• **Instruction**:
Rewrite the records from the start up to and including the line with "M 346 198 L", replacing "crowned statue" with "crowned figure" and keeping everything else the same. Leave the pictures out.

== Supplied material

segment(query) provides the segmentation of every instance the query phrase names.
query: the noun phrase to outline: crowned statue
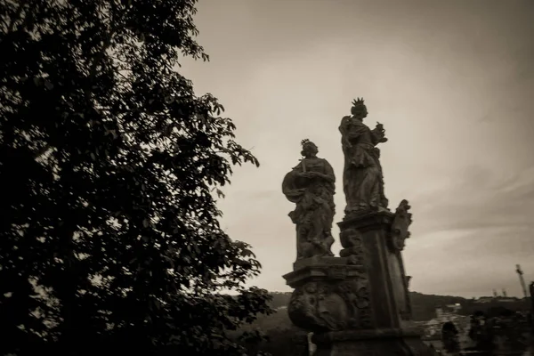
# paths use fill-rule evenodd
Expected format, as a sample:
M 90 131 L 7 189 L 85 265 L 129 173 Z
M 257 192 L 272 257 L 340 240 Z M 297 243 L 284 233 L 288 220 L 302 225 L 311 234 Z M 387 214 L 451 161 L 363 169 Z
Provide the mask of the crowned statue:
M 307 139 L 301 143 L 303 159 L 286 174 L 282 182 L 284 195 L 296 205 L 289 217 L 296 225 L 297 260 L 332 256 L 334 170 L 326 159 L 317 157 L 315 143 Z
M 346 198 L 345 217 L 369 210 L 387 209 L 384 194 L 384 177 L 380 165 L 380 150 L 376 146 L 387 142 L 380 123 L 371 130 L 363 123 L 368 109 L 363 98 L 352 101 L 352 116 L 342 118 L 344 168 L 343 188 Z

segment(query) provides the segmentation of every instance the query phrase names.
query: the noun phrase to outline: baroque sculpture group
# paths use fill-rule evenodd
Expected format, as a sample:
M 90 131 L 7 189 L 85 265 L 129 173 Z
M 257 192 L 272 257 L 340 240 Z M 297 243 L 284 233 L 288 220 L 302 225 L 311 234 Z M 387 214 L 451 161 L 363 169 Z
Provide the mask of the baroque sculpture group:
M 410 206 L 388 209 L 379 143 L 387 142 L 380 123 L 363 123 L 363 99 L 352 102 L 339 131 L 344 156 L 344 217 L 338 222 L 339 257 L 334 243 L 336 176 L 317 157 L 318 147 L 302 141 L 299 164 L 284 177 L 282 191 L 295 204 L 297 257 L 284 276 L 295 288 L 287 312 L 297 327 L 314 333 L 317 355 L 431 355 L 412 321 L 401 251 L 409 237 Z
M 345 219 L 368 210 L 387 210 L 378 143 L 387 142 L 382 124 L 369 129 L 363 119 L 368 116 L 363 99 L 355 100 L 352 116 L 342 118 L 339 131 L 344 154 L 343 188 L 347 206 Z M 330 164 L 317 157 L 318 148 L 309 140 L 302 141 L 303 159 L 286 174 L 282 191 L 296 204 L 289 214 L 296 225 L 297 259 L 332 256 L 336 176 Z

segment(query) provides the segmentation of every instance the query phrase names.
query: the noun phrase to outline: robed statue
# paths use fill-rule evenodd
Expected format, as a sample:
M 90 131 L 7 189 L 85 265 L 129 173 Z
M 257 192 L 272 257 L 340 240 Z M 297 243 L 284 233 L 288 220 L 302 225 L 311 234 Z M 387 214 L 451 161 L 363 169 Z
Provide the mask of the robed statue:
M 303 140 L 301 143 L 303 158 L 282 182 L 284 195 L 296 204 L 289 213 L 296 225 L 296 258 L 332 256 L 334 170 L 326 159 L 317 157 L 319 150 L 313 142 Z
M 352 101 L 352 116 L 342 118 L 341 132 L 344 168 L 343 188 L 347 206 L 345 215 L 364 211 L 387 209 L 384 194 L 384 177 L 380 165 L 380 150 L 376 146 L 387 142 L 380 123 L 371 130 L 363 123 L 368 116 L 363 99 Z

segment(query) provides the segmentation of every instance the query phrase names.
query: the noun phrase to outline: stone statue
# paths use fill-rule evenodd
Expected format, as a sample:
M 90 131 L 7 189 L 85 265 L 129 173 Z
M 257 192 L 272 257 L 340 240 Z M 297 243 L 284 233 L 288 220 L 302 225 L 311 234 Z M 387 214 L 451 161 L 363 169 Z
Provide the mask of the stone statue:
M 352 116 L 343 117 L 341 132 L 344 168 L 343 187 L 347 206 L 345 214 L 362 211 L 387 209 L 384 194 L 384 177 L 380 166 L 380 150 L 376 146 L 387 142 L 380 123 L 369 129 L 364 123 L 368 110 L 363 99 L 352 101 Z
M 333 256 L 334 170 L 326 159 L 317 157 L 313 142 L 303 140 L 301 143 L 303 158 L 286 174 L 282 183 L 286 198 L 296 204 L 289 213 L 296 225 L 296 258 Z

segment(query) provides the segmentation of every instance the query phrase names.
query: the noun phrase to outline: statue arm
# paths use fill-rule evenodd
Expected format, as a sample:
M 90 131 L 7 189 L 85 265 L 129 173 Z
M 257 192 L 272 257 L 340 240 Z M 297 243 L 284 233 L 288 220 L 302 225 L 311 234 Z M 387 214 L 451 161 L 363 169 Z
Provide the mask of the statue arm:
M 336 174 L 334 174 L 334 168 L 325 159 L 325 179 L 332 183 L 336 182 Z
M 385 130 L 380 123 L 376 123 L 376 127 L 371 130 L 371 139 L 375 145 L 386 142 L 387 138 L 385 137 Z

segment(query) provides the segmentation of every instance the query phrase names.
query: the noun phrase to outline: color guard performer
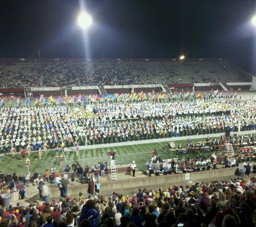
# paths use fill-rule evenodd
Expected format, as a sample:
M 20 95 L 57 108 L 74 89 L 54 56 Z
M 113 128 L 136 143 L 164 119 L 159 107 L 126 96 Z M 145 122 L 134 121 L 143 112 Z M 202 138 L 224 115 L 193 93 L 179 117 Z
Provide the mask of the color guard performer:
M 15 153 L 16 152 L 16 150 L 15 150 L 13 146 L 12 146 L 11 149 L 11 157 L 12 158 L 15 158 Z
M 30 144 L 29 144 L 26 147 L 26 150 L 27 151 L 27 155 L 30 155 L 30 152 L 31 151 L 32 147 L 30 146 Z
M 26 163 L 26 166 L 27 169 L 29 170 L 29 166 L 30 166 L 30 160 L 29 160 L 29 157 L 26 158 L 25 163 Z
M 49 147 L 47 145 L 47 142 L 45 141 L 44 144 L 44 150 L 45 154 L 47 154 L 47 150 L 48 148 L 49 148 Z
M 38 150 L 38 157 L 39 157 L 39 160 L 41 160 L 42 155 L 43 155 L 43 151 L 41 150 L 41 148 L 39 148 L 39 150 Z

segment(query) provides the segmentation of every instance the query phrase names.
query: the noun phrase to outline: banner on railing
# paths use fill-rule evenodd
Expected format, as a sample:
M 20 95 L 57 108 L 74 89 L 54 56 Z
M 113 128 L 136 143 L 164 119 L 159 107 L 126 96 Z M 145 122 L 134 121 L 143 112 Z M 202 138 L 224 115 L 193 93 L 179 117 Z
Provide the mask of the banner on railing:
M 60 90 L 59 87 L 54 87 L 54 88 L 39 88 L 39 91 L 58 91 Z
M 111 89 L 115 88 L 157 88 L 161 87 L 160 84 L 134 84 L 134 85 L 106 85 L 104 86 L 106 89 Z
M 89 89 L 98 89 L 99 86 L 80 86 L 72 87 L 72 90 L 89 90 Z

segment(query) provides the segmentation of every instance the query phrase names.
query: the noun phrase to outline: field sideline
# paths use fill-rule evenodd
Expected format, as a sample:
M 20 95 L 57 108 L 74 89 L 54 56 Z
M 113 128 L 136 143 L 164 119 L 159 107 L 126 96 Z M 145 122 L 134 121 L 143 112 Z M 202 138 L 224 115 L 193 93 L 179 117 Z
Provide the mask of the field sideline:
M 245 133 L 247 132 L 248 133 L 249 132 L 244 132 Z M 245 133 L 245 134 L 247 134 Z M 207 135 L 200 135 L 197 137 L 199 136 L 201 138 L 193 139 L 192 140 L 192 143 L 197 143 L 198 141 L 204 141 L 205 139 L 203 139 L 203 138 L 207 137 Z M 209 136 L 211 137 L 211 134 Z M 197 136 L 194 136 L 194 137 Z M 183 147 L 185 147 L 187 143 L 187 137 L 179 137 L 178 138 L 179 141 L 176 141 L 175 139 L 177 138 L 170 138 L 170 141 L 175 141 L 176 147 L 177 146 L 179 143 Z M 39 160 L 38 152 L 31 152 L 31 155 L 29 156 L 31 163 L 30 167 L 30 172 L 32 174 L 35 170 L 37 170 L 39 174 L 44 175 L 46 169 L 47 169 L 51 172 L 51 167 L 53 165 L 60 172 L 64 172 L 66 165 L 69 165 L 71 166 L 73 161 L 75 161 L 77 163 L 79 162 L 84 168 L 86 165 L 88 165 L 91 168 L 92 166 L 99 161 L 107 162 L 108 165 L 109 165 L 110 164 L 110 158 L 107 152 L 108 150 L 110 151 L 111 150 L 116 150 L 116 154 L 115 155 L 116 165 L 127 166 L 132 163 L 133 160 L 135 160 L 137 168 L 141 171 L 147 169 L 145 165 L 146 162 L 150 160 L 150 152 L 154 148 L 156 148 L 158 151 L 158 155 L 161 156 L 163 159 L 177 157 L 175 152 L 171 153 L 169 151 L 163 151 L 162 150 L 163 145 L 166 144 L 167 143 L 166 141 L 161 141 L 161 139 L 159 139 L 159 142 L 156 143 L 156 140 L 149 140 L 148 143 L 144 144 L 122 145 L 122 143 L 120 143 L 120 146 L 112 146 L 112 145 L 113 144 L 110 144 L 107 148 L 81 149 L 79 150 L 78 156 L 76 155 L 74 147 L 72 148 L 68 147 L 66 150 L 71 151 L 65 151 L 67 161 L 66 162 L 64 160 L 63 167 L 60 166 L 59 155 L 61 152 L 59 153 L 59 158 L 57 158 L 54 150 L 48 150 L 48 153 L 43 154 L 41 159 Z M 117 144 L 116 143 L 114 144 L 116 145 Z M 85 146 L 82 147 L 85 147 Z M 238 150 L 235 151 L 235 152 L 238 151 Z M 211 154 L 212 152 L 208 152 L 199 154 L 199 157 L 203 157 L 205 155 L 210 155 Z M 189 154 L 189 155 L 191 159 L 193 159 L 196 157 L 196 154 Z M 179 155 L 178 157 L 181 158 L 184 156 L 186 159 L 186 155 Z M 26 154 L 26 158 L 27 157 L 27 154 Z M 13 165 L 12 165 L 12 164 Z M 2 155 L 2 162 L 0 164 L 0 170 L 4 173 L 6 173 L 9 171 L 12 174 L 15 172 L 17 174 L 20 173 L 24 175 L 26 172 L 26 167 L 25 162 L 21 161 L 21 157 L 19 153 L 16 153 L 15 158 L 12 158 L 11 154 L 8 154 Z

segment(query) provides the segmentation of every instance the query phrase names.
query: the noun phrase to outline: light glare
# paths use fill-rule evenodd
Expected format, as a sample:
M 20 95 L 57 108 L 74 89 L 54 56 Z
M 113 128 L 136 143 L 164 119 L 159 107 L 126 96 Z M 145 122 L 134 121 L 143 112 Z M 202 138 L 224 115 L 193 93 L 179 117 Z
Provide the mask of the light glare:
M 88 14 L 81 13 L 78 17 L 78 24 L 84 29 L 92 24 L 92 17 Z
M 252 23 L 253 23 L 253 25 L 256 25 L 256 16 L 254 16 L 252 18 Z
M 184 55 L 181 55 L 180 57 L 179 57 L 179 59 L 181 60 L 183 60 L 185 59 L 185 56 Z

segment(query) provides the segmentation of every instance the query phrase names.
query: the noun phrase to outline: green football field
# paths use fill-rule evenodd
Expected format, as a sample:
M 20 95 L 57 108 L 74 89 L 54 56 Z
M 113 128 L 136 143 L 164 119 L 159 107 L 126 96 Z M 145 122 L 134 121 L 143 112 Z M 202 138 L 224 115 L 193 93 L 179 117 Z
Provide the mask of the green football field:
M 205 136 L 205 138 L 207 136 Z M 192 140 L 192 143 L 197 143 L 198 141 L 202 141 L 202 139 L 196 139 Z M 60 172 L 64 172 L 65 167 L 66 165 L 70 166 L 73 164 L 73 161 L 77 163 L 79 162 L 82 167 L 85 167 L 86 165 L 88 165 L 91 167 L 94 164 L 99 161 L 107 162 L 108 165 L 110 164 L 109 155 L 108 153 L 108 150 L 114 150 L 116 151 L 115 155 L 115 162 L 116 165 L 127 165 L 133 162 L 133 160 L 135 161 L 137 167 L 140 170 L 145 170 L 147 169 L 146 165 L 146 162 L 151 159 L 151 154 L 154 148 L 156 148 L 158 152 L 158 156 L 161 156 L 162 159 L 171 159 L 177 158 L 175 152 L 171 153 L 169 151 L 163 151 L 162 147 L 164 144 L 167 144 L 166 142 L 159 143 L 150 143 L 150 140 L 148 141 L 148 143 L 146 144 L 138 144 L 121 146 L 122 143 L 120 143 L 120 146 L 113 147 L 109 144 L 109 147 L 106 148 L 99 148 L 94 149 L 80 150 L 78 156 L 76 155 L 74 150 L 72 151 L 65 152 L 65 160 L 64 161 L 64 165 L 62 167 L 60 167 L 60 158 L 56 157 L 55 150 L 48 151 L 47 154 L 43 154 L 41 160 L 38 159 L 38 152 L 32 152 L 29 158 L 31 160 L 31 166 L 30 167 L 30 173 L 32 174 L 35 170 L 39 173 L 39 174 L 44 174 L 46 169 L 48 169 L 51 172 L 51 167 L 53 165 L 57 170 Z M 187 140 L 184 137 L 184 140 L 179 140 L 175 142 L 176 147 L 179 143 L 181 143 L 183 147 L 185 147 Z M 238 151 L 235 151 L 235 152 Z M 59 154 L 60 155 L 60 152 Z M 205 155 L 210 155 L 211 152 L 203 153 L 199 154 L 199 157 L 203 157 Z M 193 159 L 196 157 L 196 154 L 189 154 L 191 159 Z M 179 155 L 179 158 L 184 157 L 186 159 L 186 155 Z M 27 154 L 26 154 L 26 158 Z M 0 169 L 4 173 L 8 171 L 10 171 L 11 174 L 15 172 L 17 174 L 19 173 L 24 175 L 26 172 L 26 167 L 25 162 L 21 161 L 20 155 L 19 153 L 16 154 L 15 158 L 12 158 L 11 154 L 5 154 L 2 155 L 2 162 L 0 164 Z

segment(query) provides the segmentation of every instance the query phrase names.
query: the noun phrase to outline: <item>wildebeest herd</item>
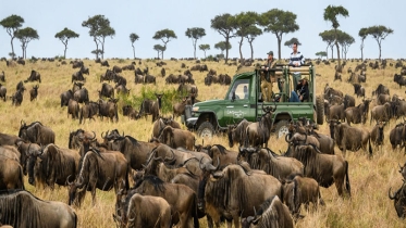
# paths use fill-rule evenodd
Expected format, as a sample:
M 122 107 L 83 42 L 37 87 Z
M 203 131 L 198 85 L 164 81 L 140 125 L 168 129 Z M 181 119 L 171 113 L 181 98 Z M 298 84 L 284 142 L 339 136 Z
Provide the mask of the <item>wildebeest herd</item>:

====

• **Answer below**:
segment(query) provides the segmentation of every instance the query phrase names.
query: the noun phrase to outline: crowned figure
# paths use fill-rule evenodd
Expected format, as a sample:
M 90 131 L 7 189 L 85 265 L 129 173 Z
M 257 192 L 272 257 L 340 240 Z M 297 243 L 284 233 L 288 220 L 302 225 L 311 234 Z M 387 214 L 451 161 L 363 169 Z
Provide the mask of the crowned figure:
M 307 139 L 301 143 L 303 159 L 286 174 L 282 182 L 284 195 L 296 205 L 289 217 L 296 225 L 297 260 L 332 256 L 334 170 L 326 159 L 317 157 L 315 143 Z
M 346 198 L 345 217 L 369 210 L 387 209 L 384 194 L 384 177 L 380 165 L 380 150 L 376 146 L 387 142 L 380 123 L 371 130 L 363 123 L 368 109 L 363 98 L 352 101 L 352 116 L 342 118 L 344 168 L 343 188 Z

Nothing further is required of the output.